[start of Records provided]
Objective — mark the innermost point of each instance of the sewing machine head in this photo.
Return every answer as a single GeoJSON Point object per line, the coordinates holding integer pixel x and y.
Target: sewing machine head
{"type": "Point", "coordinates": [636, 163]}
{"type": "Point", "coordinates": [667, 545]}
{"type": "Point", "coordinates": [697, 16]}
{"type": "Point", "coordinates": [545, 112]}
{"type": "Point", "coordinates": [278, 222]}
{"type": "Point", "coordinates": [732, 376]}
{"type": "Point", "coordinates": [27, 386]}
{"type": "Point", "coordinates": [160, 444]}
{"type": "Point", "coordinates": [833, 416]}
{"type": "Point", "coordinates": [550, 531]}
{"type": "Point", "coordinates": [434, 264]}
[end of Records provided]
#### What is required
Print the material once more, exactly.

#### Correct result
Objective — mark the innermost point of each instance of the sewing machine head in this photo.
Return every answer as a single GeoJSON Point object per line, the coordinates holding integer pixel x and y.
Target: sewing machine head
{"type": "Point", "coordinates": [636, 163]}
{"type": "Point", "coordinates": [667, 545]}
{"type": "Point", "coordinates": [697, 16]}
{"type": "Point", "coordinates": [545, 112]}
{"type": "Point", "coordinates": [278, 222]}
{"type": "Point", "coordinates": [732, 376]}
{"type": "Point", "coordinates": [27, 386]}
{"type": "Point", "coordinates": [160, 444]}
{"type": "Point", "coordinates": [833, 416]}
{"type": "Point", "coordinates": [550, 531]}
{"type": "Point", "coordinates": [434, 264]}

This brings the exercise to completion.